*Excerpted passage*:
[Start of section]

I Have an Enlarged Prostate and I Must PEE!

Yesterday, I went to take a leak, and well, not much happened. Hmmm, says I. That’s not good at all. A very short time later I had to pee again, and as you can imagine, all I managed to do was the barest of trickles. I was also starting to get rather uncomfortable, not the “Man, I have got to take a leak!” uncomfortable, but the kind that comes when you’ve got a lot of gas, but are unable to fart for some reason. Only the pressure was lower, and in the front.

Okay, I’ve had a similar problem once before, and it was caused by TPS (Tight Pants Syndrome), so I spent the rest of the evening with my pants undone, figuring that if it was TPS again, it’d fix the problem. It wasn’t, and it didn’t. By the time I tried to go to bed, I was wishing I had a catheter, so I could jam it up there and just let it all drain out.

[End of section]

*Listed records*:
[Start of section]

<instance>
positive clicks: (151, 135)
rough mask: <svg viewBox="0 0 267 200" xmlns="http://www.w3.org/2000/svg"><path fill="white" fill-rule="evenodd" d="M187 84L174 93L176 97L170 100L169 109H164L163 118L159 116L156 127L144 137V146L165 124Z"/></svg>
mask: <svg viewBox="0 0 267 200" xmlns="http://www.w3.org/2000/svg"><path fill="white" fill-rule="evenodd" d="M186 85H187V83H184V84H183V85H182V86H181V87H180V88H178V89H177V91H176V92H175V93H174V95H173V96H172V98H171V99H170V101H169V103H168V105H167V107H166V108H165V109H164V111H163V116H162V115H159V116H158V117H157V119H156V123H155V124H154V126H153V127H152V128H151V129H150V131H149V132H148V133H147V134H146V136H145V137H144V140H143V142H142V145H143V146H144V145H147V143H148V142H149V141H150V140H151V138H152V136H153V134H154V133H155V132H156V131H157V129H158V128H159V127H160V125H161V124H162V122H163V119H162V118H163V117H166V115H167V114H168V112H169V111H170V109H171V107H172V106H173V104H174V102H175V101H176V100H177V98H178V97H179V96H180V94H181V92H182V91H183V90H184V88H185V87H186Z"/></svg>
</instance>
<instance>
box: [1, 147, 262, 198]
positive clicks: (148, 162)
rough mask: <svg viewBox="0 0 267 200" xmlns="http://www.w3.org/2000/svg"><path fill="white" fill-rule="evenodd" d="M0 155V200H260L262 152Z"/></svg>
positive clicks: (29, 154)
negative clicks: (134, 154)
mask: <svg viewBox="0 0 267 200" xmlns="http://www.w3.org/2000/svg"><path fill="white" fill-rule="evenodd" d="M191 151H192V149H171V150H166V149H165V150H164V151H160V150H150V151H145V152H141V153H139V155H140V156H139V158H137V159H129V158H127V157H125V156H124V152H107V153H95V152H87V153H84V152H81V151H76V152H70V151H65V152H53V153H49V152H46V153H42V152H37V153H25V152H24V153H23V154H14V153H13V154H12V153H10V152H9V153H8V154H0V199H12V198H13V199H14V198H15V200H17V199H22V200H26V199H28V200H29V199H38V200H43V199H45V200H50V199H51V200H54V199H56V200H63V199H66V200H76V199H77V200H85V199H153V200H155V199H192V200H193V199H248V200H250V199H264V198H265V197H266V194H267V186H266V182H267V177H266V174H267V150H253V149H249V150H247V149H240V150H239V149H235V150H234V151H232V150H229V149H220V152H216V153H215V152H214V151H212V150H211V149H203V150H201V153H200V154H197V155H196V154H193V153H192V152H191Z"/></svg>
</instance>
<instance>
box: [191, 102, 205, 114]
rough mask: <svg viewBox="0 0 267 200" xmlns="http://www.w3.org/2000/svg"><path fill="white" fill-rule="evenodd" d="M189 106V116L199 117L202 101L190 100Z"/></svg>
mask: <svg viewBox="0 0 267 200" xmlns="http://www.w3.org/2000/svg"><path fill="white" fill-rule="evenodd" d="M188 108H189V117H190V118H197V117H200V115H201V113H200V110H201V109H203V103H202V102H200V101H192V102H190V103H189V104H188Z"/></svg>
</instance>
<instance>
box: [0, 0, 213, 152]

[End of section]
[Start of section]

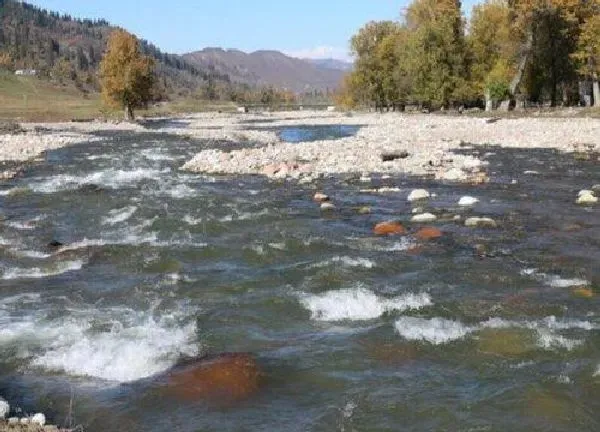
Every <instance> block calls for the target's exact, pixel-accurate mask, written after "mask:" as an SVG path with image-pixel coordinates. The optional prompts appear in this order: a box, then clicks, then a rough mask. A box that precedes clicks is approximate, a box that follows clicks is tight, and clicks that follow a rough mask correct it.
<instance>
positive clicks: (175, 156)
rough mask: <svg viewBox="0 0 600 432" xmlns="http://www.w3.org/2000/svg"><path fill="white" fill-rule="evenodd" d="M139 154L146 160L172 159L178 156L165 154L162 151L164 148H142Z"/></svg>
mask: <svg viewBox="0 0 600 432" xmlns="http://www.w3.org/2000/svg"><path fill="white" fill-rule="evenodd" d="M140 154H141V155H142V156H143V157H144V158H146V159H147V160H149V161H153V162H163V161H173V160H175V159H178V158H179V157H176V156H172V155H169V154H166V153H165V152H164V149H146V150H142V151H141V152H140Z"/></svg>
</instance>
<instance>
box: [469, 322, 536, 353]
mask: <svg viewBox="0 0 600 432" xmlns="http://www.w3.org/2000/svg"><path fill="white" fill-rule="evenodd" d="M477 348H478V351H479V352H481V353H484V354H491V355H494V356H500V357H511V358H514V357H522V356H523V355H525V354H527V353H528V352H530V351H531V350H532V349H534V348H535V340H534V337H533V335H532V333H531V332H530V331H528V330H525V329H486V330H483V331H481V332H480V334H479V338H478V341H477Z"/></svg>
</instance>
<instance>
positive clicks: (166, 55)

[End of section]
[Start of section]

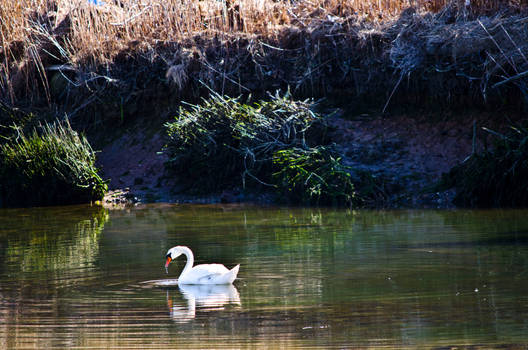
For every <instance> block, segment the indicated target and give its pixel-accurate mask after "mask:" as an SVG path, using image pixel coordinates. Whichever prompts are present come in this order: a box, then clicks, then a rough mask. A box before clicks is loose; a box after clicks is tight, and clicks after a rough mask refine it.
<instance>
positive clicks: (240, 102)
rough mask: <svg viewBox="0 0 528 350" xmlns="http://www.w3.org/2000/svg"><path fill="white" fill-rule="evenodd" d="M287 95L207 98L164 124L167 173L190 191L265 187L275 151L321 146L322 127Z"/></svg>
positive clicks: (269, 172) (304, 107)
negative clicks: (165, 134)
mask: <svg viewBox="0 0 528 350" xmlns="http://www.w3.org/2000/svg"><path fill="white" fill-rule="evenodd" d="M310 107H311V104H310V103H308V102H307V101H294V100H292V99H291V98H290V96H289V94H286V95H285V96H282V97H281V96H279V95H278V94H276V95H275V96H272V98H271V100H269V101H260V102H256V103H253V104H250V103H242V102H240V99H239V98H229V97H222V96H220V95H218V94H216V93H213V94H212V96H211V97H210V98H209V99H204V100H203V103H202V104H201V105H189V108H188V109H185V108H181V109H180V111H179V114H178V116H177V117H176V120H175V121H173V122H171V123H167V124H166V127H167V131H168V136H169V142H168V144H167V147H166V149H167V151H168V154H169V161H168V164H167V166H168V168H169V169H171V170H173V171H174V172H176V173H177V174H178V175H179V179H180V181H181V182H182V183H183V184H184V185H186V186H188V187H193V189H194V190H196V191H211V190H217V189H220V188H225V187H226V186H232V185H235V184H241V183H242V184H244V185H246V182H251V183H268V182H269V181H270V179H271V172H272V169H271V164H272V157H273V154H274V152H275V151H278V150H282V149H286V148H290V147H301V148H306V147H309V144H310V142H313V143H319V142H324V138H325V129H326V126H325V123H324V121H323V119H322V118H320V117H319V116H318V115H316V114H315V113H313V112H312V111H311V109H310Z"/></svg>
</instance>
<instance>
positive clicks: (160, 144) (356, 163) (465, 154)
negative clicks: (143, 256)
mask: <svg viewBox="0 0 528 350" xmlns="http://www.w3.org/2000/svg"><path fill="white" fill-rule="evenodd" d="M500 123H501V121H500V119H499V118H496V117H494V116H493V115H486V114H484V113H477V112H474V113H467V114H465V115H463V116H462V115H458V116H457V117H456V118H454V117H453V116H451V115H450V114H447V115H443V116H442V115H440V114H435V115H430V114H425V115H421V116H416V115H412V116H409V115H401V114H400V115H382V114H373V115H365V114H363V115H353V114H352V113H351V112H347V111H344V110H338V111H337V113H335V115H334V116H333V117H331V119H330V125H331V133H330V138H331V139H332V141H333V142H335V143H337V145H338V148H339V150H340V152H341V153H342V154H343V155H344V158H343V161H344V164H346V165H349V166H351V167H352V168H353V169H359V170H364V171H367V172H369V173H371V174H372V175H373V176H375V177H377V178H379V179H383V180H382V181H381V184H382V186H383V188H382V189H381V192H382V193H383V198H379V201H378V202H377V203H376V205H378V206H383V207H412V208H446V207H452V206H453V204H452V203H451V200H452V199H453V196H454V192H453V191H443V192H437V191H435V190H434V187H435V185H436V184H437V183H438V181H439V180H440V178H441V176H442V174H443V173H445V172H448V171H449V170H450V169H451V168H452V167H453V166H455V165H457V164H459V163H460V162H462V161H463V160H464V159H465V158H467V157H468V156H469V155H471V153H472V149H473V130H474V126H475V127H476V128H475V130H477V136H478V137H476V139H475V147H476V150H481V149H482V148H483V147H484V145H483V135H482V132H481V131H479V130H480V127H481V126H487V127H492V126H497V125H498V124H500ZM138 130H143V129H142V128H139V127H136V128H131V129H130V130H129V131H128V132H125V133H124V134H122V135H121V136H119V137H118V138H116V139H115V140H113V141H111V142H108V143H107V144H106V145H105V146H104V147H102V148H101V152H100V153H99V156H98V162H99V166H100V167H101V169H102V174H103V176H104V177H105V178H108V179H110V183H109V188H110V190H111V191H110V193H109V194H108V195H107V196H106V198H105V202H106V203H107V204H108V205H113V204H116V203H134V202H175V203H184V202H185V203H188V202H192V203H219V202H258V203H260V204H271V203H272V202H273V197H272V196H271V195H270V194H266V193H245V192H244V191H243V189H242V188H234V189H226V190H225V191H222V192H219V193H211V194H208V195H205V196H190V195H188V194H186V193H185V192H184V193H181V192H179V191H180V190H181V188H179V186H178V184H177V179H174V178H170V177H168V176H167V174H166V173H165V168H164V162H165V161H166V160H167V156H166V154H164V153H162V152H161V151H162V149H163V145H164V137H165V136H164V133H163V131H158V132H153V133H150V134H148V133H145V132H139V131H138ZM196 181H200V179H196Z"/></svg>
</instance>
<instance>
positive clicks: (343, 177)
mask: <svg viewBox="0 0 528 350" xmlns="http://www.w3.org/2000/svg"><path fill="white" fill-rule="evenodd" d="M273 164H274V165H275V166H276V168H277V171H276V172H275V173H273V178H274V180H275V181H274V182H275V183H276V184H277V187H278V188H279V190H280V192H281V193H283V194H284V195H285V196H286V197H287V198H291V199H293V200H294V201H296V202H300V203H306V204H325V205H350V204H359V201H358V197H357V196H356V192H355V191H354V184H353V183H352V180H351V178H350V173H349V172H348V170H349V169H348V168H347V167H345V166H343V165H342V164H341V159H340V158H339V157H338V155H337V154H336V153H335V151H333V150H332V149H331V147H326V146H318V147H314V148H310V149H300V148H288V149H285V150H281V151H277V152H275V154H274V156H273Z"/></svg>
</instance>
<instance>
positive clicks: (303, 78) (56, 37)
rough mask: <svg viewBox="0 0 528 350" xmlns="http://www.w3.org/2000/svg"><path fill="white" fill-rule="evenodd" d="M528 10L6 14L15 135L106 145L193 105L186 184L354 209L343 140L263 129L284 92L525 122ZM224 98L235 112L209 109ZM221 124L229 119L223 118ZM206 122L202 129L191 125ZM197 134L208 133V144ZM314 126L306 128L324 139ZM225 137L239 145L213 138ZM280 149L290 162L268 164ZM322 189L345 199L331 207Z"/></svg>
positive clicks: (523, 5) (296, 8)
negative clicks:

[End of section]

*Explore the material*:
a. Copy from the enlarged-prostate post, starting at "I Have an Enlarged" up to and including "in the front.".
b. In the enlarged-prostate post, what had caused the writer's similar problem once before?
c. Write what comes next in the enlarged-prostate post, picking up after its final sentence.
The records have no connection to the enlarged-prostate post.

*Per-task outputs*:
a.
I Have an Enlarged Prostate and I Must PEE!

Yesterday, I went to take a leak, and well, not much happened. Hmmm, says I. That’s not good at all. A very short time later I had to pee again, and as you can imagine, all I managed to do was the barest of trickles. I was also starting to get rather uncomfortable, not the “Man, I have got to take a leak!” uncomfortable, but the kind that comes when you’ve got a lot of gas, but are unable to fart for some reason. Only the pressure was lower, and in the front.

b. Tight Pants Syndrome (TPS)

c.
This morning I, naturally, go to the doc and say, “Doc, I can’t pee.” He pokes around my sides asking if I have any tender spots around my kidneys, which I don’t for the most part. I then mention that prostate problems run in the family, my dad’s had a bunch of infections in his and my eldest brother (who’s in his early 50s) had to have his removed last year due to cancer. I can see the alarm bells ringing in my doctor’s head at this point.

Out comes the KY and the rubber glove. I’ve had a rectal exam before, but they weren’t checking the ol’ prostate when they did it, so I only had some idea of how it felt. Having something shoved up my ass is not really my idea of a good time, but ya gotta do what ya gotta do.

“Try to relax,” the doc said. Of course, my asshole decided to clench tight as soon as he said that. I now know why I’ve never been abducted by aliens. Were they to attempt to shove a satellite dish up my ass, I would promptly leap up off the table, find the nearest large blunt object, like the Moon, for example, and proceed to shove that up their ass.

Christ! Was it ever uncomfortable! The worst part was, while he was poking around in there, it felt like I was going to have stuff spurting out of every orifice, so I have to do this delicate balance of carefully clamping everything down, without tightening the bunghole up too much (since that would hurt like hell).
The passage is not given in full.